### Exercise
Could you copy the lines below exactly as they appear, leaving out the pictures?

(Rows from a segmentation dataset)
###

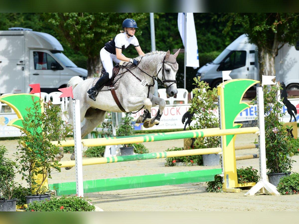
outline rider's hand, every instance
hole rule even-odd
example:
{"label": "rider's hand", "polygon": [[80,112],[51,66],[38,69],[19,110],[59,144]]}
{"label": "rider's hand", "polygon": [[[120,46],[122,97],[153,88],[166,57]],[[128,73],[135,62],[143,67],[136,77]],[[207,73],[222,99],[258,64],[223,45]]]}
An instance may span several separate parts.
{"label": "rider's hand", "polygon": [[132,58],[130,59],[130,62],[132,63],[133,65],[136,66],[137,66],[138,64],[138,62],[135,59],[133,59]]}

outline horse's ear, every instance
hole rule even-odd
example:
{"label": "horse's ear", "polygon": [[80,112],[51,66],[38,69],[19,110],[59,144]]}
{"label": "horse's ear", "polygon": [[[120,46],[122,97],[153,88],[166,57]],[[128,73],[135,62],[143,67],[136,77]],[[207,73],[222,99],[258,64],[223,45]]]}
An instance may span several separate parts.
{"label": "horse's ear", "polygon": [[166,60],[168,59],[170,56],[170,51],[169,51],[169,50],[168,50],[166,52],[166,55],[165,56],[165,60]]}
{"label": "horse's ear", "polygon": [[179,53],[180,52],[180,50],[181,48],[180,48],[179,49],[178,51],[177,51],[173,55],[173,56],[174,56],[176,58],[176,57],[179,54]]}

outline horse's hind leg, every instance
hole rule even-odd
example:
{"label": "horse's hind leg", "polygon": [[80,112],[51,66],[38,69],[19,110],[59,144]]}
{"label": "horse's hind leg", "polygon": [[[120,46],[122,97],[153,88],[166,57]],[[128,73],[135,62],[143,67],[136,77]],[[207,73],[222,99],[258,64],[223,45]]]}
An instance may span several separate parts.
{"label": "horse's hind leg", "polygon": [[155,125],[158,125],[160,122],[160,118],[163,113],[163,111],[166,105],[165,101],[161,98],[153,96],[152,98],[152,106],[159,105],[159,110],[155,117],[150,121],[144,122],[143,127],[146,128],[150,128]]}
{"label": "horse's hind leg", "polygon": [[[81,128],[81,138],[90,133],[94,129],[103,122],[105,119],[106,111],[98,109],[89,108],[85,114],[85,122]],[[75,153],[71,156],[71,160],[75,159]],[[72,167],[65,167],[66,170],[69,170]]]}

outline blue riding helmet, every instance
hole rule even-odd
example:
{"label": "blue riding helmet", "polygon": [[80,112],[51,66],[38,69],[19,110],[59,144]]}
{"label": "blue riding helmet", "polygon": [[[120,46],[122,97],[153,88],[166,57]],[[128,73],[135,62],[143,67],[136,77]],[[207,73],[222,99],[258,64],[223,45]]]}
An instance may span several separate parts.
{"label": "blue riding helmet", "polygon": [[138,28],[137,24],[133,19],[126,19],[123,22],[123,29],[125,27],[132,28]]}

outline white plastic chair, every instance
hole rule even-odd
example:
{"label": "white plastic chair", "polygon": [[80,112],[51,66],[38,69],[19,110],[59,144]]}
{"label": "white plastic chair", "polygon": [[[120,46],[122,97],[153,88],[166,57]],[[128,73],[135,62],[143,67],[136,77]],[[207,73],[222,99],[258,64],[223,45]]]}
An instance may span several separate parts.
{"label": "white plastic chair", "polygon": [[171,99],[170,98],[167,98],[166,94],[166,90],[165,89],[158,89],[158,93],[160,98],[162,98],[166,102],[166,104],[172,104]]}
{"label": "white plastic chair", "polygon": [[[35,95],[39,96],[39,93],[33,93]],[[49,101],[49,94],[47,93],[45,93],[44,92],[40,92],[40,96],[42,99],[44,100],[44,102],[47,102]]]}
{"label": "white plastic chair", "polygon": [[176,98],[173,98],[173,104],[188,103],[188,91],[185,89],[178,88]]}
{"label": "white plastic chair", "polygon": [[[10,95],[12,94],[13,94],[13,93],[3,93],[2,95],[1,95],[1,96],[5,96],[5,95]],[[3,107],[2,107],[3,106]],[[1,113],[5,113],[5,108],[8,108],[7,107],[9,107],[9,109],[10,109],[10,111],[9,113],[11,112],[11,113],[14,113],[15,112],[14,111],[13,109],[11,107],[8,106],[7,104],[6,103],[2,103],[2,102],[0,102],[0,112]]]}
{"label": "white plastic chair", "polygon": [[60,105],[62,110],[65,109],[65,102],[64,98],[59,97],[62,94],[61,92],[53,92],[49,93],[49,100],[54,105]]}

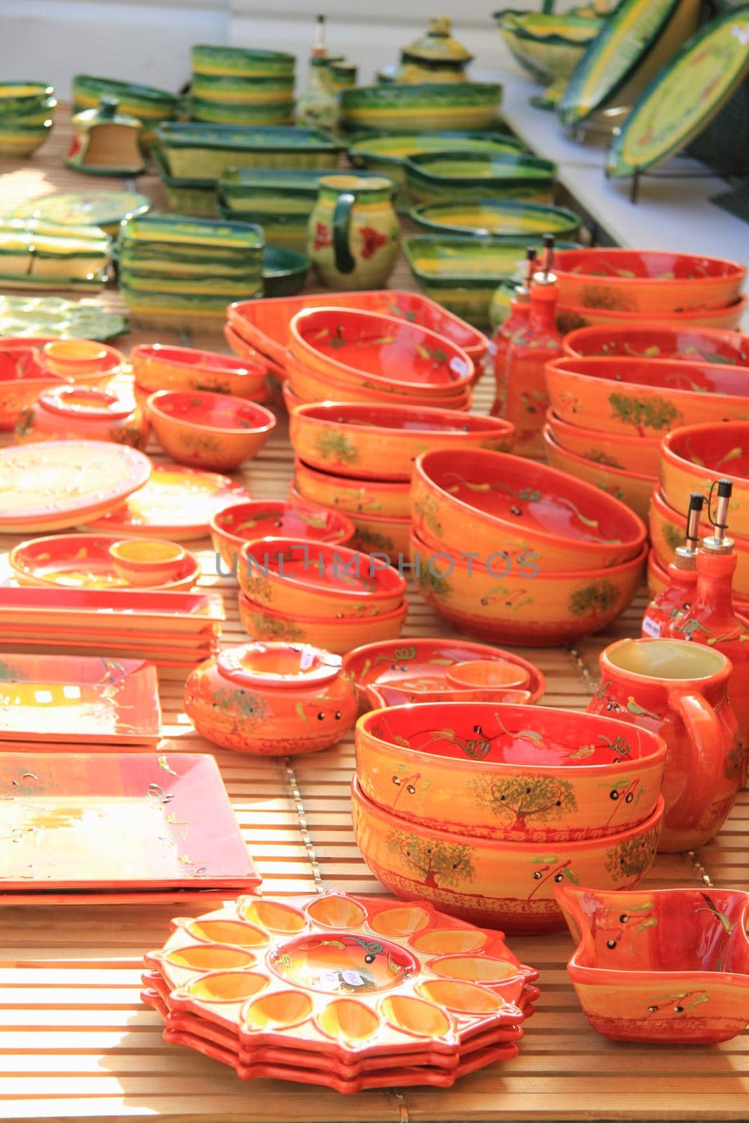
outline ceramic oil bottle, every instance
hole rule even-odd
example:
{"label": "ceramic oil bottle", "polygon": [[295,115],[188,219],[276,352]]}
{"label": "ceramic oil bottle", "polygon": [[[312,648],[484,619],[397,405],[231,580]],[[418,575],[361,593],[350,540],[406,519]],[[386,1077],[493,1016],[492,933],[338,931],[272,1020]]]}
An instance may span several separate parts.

###

### Solution below
outline rider's hand, every instance
hole rule even-odd
example:
{"label": "rider's hand", "polygon": [[80,112],[51,66],[38,69],[19,110],[59,144]]}
{"label": "rider's hand", "polygon": [[[120,46],[122,97],[153,88],[166,57]],[[128,73],[135,62],[143,67],[136,77]],[[207,73],[222,99],[258,64],[223,45]]]}
An instance may span several separate parts.
{"label": "rider's hand", "polygon": [[132,58],[130,59],[130,62],[132,63],[133,65],[136,66],[137,66],[138,64],[138,62],[135,59],[133,59]]}

outline horse's ear, every instance
hole rule even-odd
example:
{"label": "horse's ear", "polygon": [[80,112],[51,66],[38,69],[19,110],[59,144]]}
{"label": "horse's ear", "polygon": [[[120,46],[122,97],[153,88],[166,57]],[[128,73],[135,62],[143,67],[136,77]],[[207,73],[222,99],[258,64],[223,45]]]}
An instance may span several separate parts.
{"label": "horse's ear", "polygon": [[166,60],[168,59],[170,56],[170,51],[169,51],[169,50],[168,50],[166,52],[166,55],[165,56],[165,60]]}
{"label": "horse's ear", "polygon": [[179,53],[180,52],[180,50],[181,48],[180,48],[179,49],[178,51],[177,51],[173,55],[173,56],[174,56],[176,58],[176,57],[179,54]]}

outline horse's hind leg, every instance
hole rule even-odd
example:
{"label": "horse's hind leg", "polygon": [[80,112],[51,66],[38,69],[19,110],[59,144]]}
{"label": "horse's hind leg", "polygon": [[[120,46],[122,97],[153,88],[166,57]],[[128,73],[135,62],[143,67],[136,77]],[[207,73],[222,99],[258,64],[223,45]]]}
An instance may span several separate parts.
{"label": "horse's hind leg", "polygon": [[155,125],[158,125],[160,122],[160,118],[163,113],[163,111],[166,105],[165,101],[161,98],[153,96],[152,98],[152,106],[159,105],[159,110],[155,117],[150,121],[144,122],[143,127],[146,128],[150,128]]}
{"label": "horse's hind leg", "polygon": [[[81,128],[81,138],[90,133],[94,129],[103,122],[105,119],[106,111],[98,109],[89,108],[85,114],[85,122]],[[75,153],[71,156],[71,160],[75,159]],[[72,167],[65,167],[66,170],[69,170]]]}

outline blue riding helmet, every instance
hole rule even-odd
example:
{"label": "blue riding helmet", "polygon": [[80,112],[51,66],[38,69],[19,110],[59,144]]}
{"label": "blue riding helmet", "polygon": [[[120,46],[122,97],[153,88],[166,57]],[[128,73],[135,62],[143,67],[136,77]],[[207,73],[222,99],[258,64],[223,45]]]}
An instance may span several separate parts.
{"label": "blue riding helmet", "polygon": [[138,28],[137,24],[133,19],[126,19],[123,22],[123,29],[125,27],[132,28]]}

outline white plastic chair, every instance
hole rule even-odd
example:
{"label": "white plastic chair", "polygon": [[80,112],[51,66],[38,69],[19,110],[59,144]]}
{"label": "white plastic chair", "polygon": [[[120,46],[122,97],[153,88],[166,57]],[[128,73],[135,62],[143,67],[136,77]],[[207,73],[222,99],[258,64],[223,45]]]}
An instance may span several separate parts.
{"label": "white plastic chair", "polygon": [[171,99],[170,98],[167,98],[166,94],[166,90],[165,89],[158,89],[158,93],[160,98],[162,98],[166,102],[166,104],[172,104]]}
{"label": "white plastic chair", "polygon": [[[35,95],[39,96],[39,93],[33,93]],[[49,101],[49,94],[47,93],[45,93],[44,92],[40,92],[40,96],[42,99],[44,100],[44,102],[47,102]]]}
{"label": "white plastic chair", "polygon": [[176,98],[173,98],[173,104],[188,103],[188,91],[185,89],[178,88]]}
{"label": "white plastic chair", "polygon": [[[10,95],[12,94],[13,94],[13,93],[3,93],[2,95],[1,95],[1,96],[5,96],[5,95]],[[3,107],[2,107],[3,106]],[[1,113],[5,113],[5,108],[8,108],[7,107],[9,107],[9,109],[10,109],[10,111],[9,113],[11,112],[11,113],[14,113],[15,112],[14,111],[13,109],[11,107],[8,106],[7,104],[6,103],[2,103],[2,102],[0,102],[0,112]]]}
{"label": "white plastic chair", "polygon": [[60,105],[62,110],[65,109],[65,102],[64,98],[59,97],[62,94],[61,92],[53,92],[49,93],[49,100],[54,105]]}

outline ceramic oil bottle, every instance
hole rule even-odd
example:
{"label": "ceramic oil bottle", "polygon": [[295,115],[188,219],[276,352]]}
{"label": "ceramic oil bottle", "polygon": [[[312,648],[484,619],[397,405],[231,580]],[[418,575],[361,593],[350,540],[406,519]],[[386,1077],[493,1016],[492,933],[338,931],[272,1020]]]}
An instance may span several separate parts.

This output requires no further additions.